** Information supplied **
▼▼▼

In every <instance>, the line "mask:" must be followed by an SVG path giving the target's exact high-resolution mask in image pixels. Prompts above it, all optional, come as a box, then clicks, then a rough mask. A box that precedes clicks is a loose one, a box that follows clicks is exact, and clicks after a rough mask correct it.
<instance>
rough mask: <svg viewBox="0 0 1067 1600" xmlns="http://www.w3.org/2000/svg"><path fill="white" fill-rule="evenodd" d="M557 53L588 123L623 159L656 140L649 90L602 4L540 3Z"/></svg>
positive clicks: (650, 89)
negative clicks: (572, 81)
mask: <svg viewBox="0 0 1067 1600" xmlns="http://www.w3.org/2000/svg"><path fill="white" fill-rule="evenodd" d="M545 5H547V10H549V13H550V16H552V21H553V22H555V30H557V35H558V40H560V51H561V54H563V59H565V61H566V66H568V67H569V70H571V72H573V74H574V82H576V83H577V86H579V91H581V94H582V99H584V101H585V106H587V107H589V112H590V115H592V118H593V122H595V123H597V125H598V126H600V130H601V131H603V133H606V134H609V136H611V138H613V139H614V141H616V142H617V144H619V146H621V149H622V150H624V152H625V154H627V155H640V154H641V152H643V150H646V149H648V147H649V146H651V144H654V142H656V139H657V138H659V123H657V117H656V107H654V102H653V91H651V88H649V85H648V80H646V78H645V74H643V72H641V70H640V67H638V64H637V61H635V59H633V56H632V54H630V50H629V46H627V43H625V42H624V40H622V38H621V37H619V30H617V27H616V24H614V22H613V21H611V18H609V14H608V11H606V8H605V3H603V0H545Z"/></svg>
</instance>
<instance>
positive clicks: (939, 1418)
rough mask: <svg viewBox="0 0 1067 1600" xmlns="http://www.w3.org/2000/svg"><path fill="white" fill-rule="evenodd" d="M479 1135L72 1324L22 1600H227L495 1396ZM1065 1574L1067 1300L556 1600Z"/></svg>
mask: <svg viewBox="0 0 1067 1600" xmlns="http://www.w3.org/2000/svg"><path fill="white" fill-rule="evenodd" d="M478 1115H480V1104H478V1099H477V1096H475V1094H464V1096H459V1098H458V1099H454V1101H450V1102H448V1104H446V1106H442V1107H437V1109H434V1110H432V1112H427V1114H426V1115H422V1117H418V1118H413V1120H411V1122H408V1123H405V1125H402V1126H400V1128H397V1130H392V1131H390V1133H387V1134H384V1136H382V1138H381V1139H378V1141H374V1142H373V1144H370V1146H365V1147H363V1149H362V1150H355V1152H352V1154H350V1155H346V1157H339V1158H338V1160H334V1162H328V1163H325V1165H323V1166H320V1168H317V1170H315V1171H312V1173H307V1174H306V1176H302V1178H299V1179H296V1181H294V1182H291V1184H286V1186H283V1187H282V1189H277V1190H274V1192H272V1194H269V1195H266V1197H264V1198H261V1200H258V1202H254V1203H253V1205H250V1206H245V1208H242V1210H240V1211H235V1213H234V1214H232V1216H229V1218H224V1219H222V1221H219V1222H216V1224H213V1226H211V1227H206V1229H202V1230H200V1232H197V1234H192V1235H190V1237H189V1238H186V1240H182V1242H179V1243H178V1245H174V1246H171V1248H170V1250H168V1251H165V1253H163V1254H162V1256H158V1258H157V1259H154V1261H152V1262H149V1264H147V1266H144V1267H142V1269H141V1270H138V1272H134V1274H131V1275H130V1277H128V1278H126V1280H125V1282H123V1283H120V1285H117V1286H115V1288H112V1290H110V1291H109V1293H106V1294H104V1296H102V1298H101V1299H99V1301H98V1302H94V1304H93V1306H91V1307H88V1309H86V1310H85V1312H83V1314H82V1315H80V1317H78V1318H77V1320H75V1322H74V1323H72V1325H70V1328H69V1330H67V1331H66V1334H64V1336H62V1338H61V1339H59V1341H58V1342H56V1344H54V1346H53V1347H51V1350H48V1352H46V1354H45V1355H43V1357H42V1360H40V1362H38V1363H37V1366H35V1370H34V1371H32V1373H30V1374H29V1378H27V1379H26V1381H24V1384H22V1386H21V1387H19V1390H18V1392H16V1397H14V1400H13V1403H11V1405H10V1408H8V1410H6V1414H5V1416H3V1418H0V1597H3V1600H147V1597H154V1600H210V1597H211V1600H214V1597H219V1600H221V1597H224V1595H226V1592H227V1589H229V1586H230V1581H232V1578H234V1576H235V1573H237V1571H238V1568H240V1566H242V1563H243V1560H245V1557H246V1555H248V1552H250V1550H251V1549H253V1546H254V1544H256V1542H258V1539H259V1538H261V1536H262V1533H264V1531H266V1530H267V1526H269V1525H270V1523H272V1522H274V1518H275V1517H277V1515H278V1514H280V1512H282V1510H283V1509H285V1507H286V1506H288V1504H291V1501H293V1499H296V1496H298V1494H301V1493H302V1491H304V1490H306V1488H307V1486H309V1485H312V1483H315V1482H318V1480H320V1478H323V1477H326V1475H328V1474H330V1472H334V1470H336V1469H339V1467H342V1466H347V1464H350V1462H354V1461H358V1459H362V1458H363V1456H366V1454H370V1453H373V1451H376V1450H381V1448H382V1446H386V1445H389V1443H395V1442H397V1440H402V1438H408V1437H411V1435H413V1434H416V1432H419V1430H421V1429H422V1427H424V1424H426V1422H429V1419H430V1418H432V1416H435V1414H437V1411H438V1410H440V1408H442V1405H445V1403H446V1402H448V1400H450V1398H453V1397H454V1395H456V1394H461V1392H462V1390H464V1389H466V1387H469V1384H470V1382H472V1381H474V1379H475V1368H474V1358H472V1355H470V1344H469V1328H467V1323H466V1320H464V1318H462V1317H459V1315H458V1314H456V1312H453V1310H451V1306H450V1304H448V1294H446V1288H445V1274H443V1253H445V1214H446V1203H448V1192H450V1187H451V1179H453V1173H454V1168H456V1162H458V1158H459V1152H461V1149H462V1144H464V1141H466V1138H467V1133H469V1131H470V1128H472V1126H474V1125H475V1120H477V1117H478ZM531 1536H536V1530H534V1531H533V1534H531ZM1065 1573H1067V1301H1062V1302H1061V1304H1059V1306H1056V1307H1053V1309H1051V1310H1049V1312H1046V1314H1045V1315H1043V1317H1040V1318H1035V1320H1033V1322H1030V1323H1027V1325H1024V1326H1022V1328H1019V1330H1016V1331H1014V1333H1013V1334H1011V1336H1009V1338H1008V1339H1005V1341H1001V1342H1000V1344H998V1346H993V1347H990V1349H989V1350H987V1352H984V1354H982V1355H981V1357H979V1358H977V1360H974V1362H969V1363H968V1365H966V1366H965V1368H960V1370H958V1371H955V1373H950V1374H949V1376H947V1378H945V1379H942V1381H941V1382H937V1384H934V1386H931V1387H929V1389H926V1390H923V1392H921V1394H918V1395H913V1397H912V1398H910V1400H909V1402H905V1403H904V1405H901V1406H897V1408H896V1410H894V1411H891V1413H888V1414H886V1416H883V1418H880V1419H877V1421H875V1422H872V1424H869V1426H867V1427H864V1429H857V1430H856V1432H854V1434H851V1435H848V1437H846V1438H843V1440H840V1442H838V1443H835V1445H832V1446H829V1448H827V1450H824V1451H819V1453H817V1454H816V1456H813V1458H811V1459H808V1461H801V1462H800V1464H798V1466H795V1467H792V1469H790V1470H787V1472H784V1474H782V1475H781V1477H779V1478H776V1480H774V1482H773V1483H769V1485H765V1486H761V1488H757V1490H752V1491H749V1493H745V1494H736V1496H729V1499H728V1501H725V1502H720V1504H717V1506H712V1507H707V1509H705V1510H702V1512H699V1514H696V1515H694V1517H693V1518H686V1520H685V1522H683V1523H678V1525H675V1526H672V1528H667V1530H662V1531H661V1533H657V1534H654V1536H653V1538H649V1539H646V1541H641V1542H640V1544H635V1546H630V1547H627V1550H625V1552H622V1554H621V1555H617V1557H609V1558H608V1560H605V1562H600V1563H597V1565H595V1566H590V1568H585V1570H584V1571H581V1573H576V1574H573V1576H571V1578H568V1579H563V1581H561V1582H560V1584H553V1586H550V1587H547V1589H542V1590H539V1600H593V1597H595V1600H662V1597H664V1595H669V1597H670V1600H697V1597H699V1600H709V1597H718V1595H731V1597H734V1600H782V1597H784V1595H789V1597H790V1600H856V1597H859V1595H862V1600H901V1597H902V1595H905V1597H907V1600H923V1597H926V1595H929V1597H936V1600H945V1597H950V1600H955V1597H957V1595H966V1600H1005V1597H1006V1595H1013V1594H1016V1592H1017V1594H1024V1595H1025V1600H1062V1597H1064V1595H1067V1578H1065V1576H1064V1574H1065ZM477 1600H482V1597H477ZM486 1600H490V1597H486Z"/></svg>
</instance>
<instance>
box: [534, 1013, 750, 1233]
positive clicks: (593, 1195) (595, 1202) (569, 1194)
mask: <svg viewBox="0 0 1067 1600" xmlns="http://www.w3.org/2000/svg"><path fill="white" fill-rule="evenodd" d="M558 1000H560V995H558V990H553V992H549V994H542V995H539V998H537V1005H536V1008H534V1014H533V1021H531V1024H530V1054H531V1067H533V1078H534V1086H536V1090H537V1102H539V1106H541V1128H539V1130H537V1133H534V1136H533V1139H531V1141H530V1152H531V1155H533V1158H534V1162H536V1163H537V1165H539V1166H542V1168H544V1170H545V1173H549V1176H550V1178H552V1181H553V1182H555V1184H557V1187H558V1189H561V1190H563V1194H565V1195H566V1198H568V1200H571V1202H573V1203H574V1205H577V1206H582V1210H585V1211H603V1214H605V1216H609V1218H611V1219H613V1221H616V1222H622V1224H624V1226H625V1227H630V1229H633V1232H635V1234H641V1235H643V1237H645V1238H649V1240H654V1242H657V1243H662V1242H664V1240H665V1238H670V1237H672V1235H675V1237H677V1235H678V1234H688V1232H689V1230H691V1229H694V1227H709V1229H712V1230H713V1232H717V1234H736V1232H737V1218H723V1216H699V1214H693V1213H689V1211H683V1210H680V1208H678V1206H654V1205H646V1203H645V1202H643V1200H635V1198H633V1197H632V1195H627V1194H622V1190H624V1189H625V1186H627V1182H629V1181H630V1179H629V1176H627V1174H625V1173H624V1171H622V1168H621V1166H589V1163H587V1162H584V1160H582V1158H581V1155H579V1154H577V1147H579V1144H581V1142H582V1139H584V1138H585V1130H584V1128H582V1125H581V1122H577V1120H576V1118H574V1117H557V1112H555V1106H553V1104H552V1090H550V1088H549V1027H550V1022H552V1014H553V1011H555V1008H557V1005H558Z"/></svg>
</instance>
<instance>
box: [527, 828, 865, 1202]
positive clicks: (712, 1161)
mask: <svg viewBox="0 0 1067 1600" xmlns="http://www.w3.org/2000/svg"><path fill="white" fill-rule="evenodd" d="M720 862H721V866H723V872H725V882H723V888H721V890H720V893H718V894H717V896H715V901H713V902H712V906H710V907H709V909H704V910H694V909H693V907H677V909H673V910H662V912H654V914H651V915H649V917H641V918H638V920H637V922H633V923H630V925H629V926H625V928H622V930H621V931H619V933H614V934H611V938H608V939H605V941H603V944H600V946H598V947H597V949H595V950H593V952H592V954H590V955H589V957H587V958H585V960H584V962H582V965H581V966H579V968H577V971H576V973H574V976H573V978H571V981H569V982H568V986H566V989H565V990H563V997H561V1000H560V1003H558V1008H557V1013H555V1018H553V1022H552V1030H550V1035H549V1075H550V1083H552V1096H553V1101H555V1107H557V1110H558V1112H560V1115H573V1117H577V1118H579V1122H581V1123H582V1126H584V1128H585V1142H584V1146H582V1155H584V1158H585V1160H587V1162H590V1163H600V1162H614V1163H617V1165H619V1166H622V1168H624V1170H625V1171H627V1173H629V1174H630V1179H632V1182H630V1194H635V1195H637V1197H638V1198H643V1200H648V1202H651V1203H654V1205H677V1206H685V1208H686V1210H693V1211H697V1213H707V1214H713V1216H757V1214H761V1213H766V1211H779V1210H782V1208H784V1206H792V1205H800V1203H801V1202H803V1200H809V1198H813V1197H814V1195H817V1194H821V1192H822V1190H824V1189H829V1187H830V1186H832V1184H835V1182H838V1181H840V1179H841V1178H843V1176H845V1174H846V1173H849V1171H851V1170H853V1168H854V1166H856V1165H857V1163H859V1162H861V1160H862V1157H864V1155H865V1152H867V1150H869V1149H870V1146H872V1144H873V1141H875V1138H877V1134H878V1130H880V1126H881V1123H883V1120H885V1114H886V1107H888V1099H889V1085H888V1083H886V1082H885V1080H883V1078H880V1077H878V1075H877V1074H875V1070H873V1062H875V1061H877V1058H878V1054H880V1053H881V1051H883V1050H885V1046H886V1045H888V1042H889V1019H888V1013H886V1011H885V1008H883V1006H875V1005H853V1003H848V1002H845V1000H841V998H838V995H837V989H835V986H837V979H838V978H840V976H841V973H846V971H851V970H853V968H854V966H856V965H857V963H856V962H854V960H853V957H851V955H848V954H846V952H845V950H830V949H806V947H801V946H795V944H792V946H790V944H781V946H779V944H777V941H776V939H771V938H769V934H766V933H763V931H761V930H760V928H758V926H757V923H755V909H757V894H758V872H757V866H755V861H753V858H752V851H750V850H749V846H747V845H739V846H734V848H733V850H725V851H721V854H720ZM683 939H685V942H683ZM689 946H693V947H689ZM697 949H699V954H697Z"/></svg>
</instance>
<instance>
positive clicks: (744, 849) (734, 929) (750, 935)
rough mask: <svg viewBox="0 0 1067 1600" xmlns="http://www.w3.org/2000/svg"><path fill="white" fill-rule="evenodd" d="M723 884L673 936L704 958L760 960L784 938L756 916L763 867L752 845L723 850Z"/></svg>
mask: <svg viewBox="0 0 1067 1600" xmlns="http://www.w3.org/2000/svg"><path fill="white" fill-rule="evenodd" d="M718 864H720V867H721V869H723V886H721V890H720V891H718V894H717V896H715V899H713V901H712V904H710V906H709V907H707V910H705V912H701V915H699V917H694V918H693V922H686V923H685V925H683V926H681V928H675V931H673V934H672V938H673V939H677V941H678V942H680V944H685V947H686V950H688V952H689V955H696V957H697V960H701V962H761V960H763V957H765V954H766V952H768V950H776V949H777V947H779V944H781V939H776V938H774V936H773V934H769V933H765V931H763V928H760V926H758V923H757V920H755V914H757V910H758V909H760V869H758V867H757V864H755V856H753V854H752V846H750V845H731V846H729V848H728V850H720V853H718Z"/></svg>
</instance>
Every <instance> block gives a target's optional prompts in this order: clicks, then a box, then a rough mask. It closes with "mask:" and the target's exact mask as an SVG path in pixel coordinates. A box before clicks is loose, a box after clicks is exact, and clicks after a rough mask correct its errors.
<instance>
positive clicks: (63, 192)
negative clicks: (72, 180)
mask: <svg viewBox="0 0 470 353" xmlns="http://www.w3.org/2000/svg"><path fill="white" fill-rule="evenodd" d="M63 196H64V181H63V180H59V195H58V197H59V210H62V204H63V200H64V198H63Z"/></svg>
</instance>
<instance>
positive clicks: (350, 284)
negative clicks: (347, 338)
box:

▲▲▲

** Assigned task **
Each line from the first line of the listing through the line containing "positive clicks: (650, 89)" must be set down exactly; no other line belongs in the answer.

** Result of this task **
In every <instance>, the line "mask:" must be followed by an SVG path giving the target's exact high-resolution mask in image pixels. Prompts above it, all optional, come as a box, then clicks, then a rough mask. A box that precedes clicks is a loose one, a box that follows clicks is exact, and clicks after a rough mask correct it.
<instance>
rough mask: <svg viewBox="0 0 1067 1600" xmlns="http://www.w3.org/2000/svg"><path fill="white" fill-rule="evenodd" d="M557 53L588 123L623 159L656 140L649 90L602 4L540 3Z"/></svg>
positive clicks: (650, 89)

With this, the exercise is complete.